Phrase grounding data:
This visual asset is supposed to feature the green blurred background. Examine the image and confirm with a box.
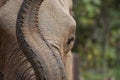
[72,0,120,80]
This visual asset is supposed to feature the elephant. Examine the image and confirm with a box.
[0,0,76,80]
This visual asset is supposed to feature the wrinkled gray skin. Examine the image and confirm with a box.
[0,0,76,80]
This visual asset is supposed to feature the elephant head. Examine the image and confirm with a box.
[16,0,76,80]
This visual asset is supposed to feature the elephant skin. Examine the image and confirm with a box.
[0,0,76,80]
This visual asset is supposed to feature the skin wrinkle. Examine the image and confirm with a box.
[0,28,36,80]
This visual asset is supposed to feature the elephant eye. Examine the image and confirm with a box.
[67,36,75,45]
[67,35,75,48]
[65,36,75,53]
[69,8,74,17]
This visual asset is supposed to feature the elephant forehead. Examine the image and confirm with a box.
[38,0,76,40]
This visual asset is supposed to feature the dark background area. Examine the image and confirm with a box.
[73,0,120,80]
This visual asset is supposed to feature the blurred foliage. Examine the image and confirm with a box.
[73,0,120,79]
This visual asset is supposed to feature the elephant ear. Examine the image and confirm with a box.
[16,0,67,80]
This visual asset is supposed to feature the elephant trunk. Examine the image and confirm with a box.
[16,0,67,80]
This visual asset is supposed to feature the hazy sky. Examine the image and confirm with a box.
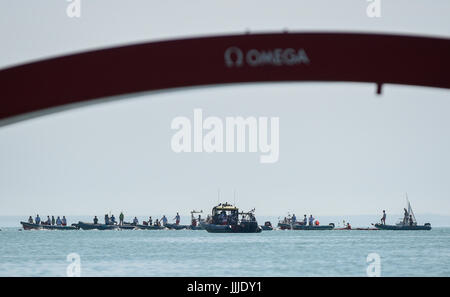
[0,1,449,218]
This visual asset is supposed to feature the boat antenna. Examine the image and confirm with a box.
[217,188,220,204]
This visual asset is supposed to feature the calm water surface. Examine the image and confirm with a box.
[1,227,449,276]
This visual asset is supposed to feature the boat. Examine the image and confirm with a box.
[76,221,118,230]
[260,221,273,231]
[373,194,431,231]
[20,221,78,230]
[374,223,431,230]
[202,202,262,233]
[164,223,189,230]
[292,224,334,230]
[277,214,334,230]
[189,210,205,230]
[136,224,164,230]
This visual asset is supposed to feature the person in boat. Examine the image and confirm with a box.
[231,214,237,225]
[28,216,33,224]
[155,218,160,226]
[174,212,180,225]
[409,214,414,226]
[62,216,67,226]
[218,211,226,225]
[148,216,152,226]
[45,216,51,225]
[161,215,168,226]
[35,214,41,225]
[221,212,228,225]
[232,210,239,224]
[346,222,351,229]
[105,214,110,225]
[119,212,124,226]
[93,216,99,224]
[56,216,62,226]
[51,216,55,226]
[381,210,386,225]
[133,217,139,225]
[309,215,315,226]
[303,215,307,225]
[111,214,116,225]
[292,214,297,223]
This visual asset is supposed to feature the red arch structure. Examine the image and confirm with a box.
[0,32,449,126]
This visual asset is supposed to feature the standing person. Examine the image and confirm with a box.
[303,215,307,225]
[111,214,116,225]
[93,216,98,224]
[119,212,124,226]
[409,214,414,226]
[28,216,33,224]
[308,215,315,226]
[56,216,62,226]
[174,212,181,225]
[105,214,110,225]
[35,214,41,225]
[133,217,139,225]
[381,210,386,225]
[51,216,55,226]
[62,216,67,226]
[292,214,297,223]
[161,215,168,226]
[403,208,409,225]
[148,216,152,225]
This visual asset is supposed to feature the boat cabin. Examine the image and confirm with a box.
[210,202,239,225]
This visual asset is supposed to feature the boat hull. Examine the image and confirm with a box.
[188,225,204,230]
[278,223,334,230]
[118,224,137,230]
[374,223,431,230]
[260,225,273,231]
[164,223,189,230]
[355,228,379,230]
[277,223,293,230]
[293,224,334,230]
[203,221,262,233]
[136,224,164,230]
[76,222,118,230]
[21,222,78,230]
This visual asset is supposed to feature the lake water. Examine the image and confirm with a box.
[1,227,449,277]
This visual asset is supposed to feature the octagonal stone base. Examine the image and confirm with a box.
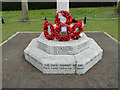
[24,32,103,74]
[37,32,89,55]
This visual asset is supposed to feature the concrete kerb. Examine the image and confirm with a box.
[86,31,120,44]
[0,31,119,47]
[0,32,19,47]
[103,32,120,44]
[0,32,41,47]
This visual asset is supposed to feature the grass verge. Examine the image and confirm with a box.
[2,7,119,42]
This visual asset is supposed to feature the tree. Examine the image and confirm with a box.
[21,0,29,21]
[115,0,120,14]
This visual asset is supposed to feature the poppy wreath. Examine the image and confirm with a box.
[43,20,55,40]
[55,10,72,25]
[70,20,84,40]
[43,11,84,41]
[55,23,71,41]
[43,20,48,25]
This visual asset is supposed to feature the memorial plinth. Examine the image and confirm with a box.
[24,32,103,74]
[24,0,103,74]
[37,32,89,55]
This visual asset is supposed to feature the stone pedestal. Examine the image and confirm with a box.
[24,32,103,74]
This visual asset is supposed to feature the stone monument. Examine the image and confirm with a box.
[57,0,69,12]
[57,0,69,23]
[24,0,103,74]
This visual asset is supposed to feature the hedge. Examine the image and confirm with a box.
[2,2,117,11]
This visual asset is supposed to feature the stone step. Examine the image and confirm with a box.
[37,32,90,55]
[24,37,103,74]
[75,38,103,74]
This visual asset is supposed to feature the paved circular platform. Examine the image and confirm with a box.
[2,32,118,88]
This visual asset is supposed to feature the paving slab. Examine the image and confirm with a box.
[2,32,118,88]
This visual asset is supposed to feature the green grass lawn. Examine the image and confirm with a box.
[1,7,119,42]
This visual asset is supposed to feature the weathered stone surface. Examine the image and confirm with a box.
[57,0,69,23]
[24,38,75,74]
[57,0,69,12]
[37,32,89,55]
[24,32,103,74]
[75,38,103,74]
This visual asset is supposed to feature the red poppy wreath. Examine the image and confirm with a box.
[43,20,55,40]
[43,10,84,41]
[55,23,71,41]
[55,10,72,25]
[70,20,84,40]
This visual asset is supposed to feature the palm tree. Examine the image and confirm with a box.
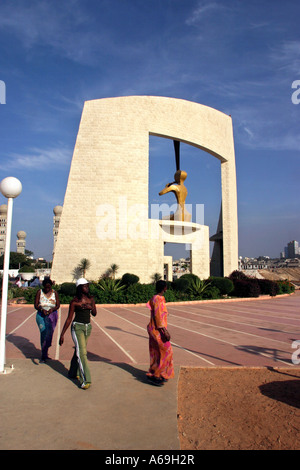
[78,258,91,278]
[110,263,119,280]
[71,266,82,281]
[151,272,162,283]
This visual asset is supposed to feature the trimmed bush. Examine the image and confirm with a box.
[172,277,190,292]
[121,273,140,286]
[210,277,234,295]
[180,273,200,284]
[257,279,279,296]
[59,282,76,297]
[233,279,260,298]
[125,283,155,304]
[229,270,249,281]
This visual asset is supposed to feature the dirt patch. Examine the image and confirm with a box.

▶ _Your instructions_
Repeat every line of the data above exactly, but drop the pictures.

▶ _Your solution_
This visual asset is supposed to feature the green blurred background. Examine the image and confirm with a box.
[72,0,120,80]
This visual asset is supposed to feature the elephant. Examine the image and confirm with a box.
[0,0,76,80]
This visual asset is supposed to feature the wrinkled gray skin. Examine the image and confirm with a box.
[0,0,76,80]
This visual asset is supposed to feature the elephant head. Examine the image and confirm with a box.
[16,0,76,80]
This visual asset is supposed to feature the elephant skin. Examine the image and confirm with a box.
[0,0,76,80]
This visual asset is supposed to feature the skin wrinkle. Examine the image and confirm with a box.
[0,28,36,80]
This visual asset is supposed to feature the elephant eye. Examine the image and confirm with a box.
[67,36,75,45]
[67,35,75,48]
[65,36,75,53]
[69,8,74,17]
This visual asset is supposed to feature the elephant forehead. Examine the image and confirm with a box.
[38,0,76,40]
This visual asset is supposed to feature the dark background area. Examine the image and confirm with a box.
[73,0,120,80]
This visual asset is supposed to feature the blurred foliage. Examine the image and confirm with a box.
[73,0,120,79]
This visual asset is supposed to feature the elephant ear. Examine the image and confirm with a box.
[16,0,67,80]
This visual asset is supposed to feature the elephant trunk. Examine the image and confirm with a box.
[16,0,67,80]
This visual asset is supposed to feature the hazy sky. Examine the image and confirm with a box.
[0,1,449,218]
This visual asset is supposed to feature the boat antenna. Examine the image and confirm with a box.
[217,188,220,204]
This visual asset is supposed to feature the calm water surface. Examine the image and confirm with a box.
[1,227,449,276]
This visual asset is supposed to feature the boat. Examine the image and confirm with a box.
[76,221,118,230]
[260,221,273,231]
[373,194,431,231]
[20,221,78,230]
[374,223,431,230]
[202,202,262,233]
[164,223,189,230]
[292,224,334,230]
[277,214,334,230]
[189,210,205,230]
[136,224,164,230]
This visual asset is supposed to feature the person in boat. Examine the image and confirm with a box.
[231,214,237,225]
[28,216,33,224]
[155,218,160,226]
[174,212,180,225]
[409,214,414,226]
[62,216,67,226]
[218,211,226,225]
[148,216,152,226]
[45,216,51,225]
[161,215,168,226]
[35,214,41,225]
[221,212,228,225]
[232,210,239,224]
[346,222,351,229]
[105,214,110,225]
[119,212,124,226]
[93,216,99,224]
[56,216,62,226]
[51,216,55,226]
[381,210,386,225]
[133,217,139,225]
[309,215,315,226]
[303,215,307,225]
[111,214,116,225]
[292,214,297,223]
This visual asset is supposed to feature the red arch structure. Examine the image and confirm with a box.
[0,32,449,126]
This visual asset is supposed to feature the standing person. Examine the image and confirm with a box.
[303,215,307,225]
[111,214,116,225]
[93,216,98,224]
[119,212,124,226]
[409,214,414,226]
[28,216,33,224]
[308,215,315,226]
[56,216,62,226]
[174,212,181,225]
[105,214,110,225]
[35,214,41,225]
[133,217,139,225]
[381,210,386,225]
[51,216,55,226]
[62,216,67,226]
[292,214,297,223]
[161,215,168,226]
[403,208,409,225]
[148,216,152,225]
This visual asset is supposed to feature the boat cabin. Examine the image and confirm with a box.
[210,202,239,225]
This visual asset is supposed to feature the boat hull. Examine the image and confirm with a box.
[188,225,204,230]
[278,223,334,230]
[118,224,137,230]
[374,223,431,230]
[260,225,273,231]
[164,223,189,230]
[355,228,379,230]
[277,223,293,230]
[293,224,334,230]
[203,221,262,233]
[136,224,164,230]
[76,222,118,230]
[21,222,78,230]
This visual asset is supposed to feature the lake water. Examine the image and confirm with a box.
[1,227,449,277]
This visual asset is supposed to feature the octagonal stone base. Examine the image and confirm with a box.
[24,32,103,74]
[37,32,89,55]
This visual asset is supposed to feature the concrete kerb. Examine the image and confirm with a box.
[86,31,120,44]
[0,31,119,47]
[0,32,19,47]
[103,32,120,44]
[0,32,41,47]
This visual asset is supposed to feature the grass verge. Examine the image and confirm with a box.
[2,7,119,42]
This visual asset is supposed to feature the tree. Examine the image and confirm with a box.
[21,0,29,21]
[115,0,120,14]
This visual asset is supposed to feature the poppy wreath. Examine the image and confirm with a box.
[43,20,55,40]
[55,10,72,25]
[70,20,84,40]
[43,11,84,41]
[55,23,71,41]
[43,20,48,25]
This visual asset is supposed to feature the memorial plinth. Examine the image and confirm with a box.
[24,32,103,74]
[24,0,103,74]
[37,32,89,55]
This visual asset is supposed to feature the stone pedestal. Examine the image and confirm with a box.
[24,32,103,74]
This visual asset is supposed to feature the stone monument. Examine the image and confirm with a box.
[57,0,69,12]
[57,0,69,23]
[24,0,103,74]
This visual asset is supposed to feature the hedge. Examine the image and confirm with a box.
[2,2,117,11]
This visual asset is supposed to feature the stone step. Examine the image and confirm with a box.
[37,32,90,55]
[24,37,103,74]
[75,38,103,74]
This visual asset is supposed to feature the paved circular platform. Examine the image and confirm with a box.
[2,32,118,88]
This visual asset is supposed to feature the paving slab. Examine the image and confirm with a box.
[2,32,118,88]
This visual asset is supposed to feature the green grass lawn. Examine the image and confirm with a box.
[1,7,119,42]
This visual asset is supposed to feature the weathered stone surface. Examine the image and confirm with a box.
[57,0,69,23]
[24,38,75,74]
[57,0,69,12]
[37,32,89,55]
[24,32,103,74]
[75,38,103,74]
This visual asset is supposed to feature the red poppy wreath. Examine the image and confirm with a box.
[43,20,55,40]
[43,10,84,41]
[55,23,71,41]
[55,10,72,25]
[70,20,84,40]
This visual asset is supposed to feature the palm tree. Examine the image and confirm with a box.
[78,258,91,278]
[110,263,119,280]
[71,266,82,281]
[151,272,162,283]
This visual asset is supposed to feature the trimmed bush. Examine the image and confirm with a box.
[172,277,190,292]
[121,273,140,286]
[210,277,234,295]
[180,273,200,284]
[257,279,279,296]
[59,282,76,297]
[233,279,260,298]
[125,283,155,304]
[229,270,249,281]
This visual asset is supposed to feature the dirt patch. Examine the image and confirm with a box.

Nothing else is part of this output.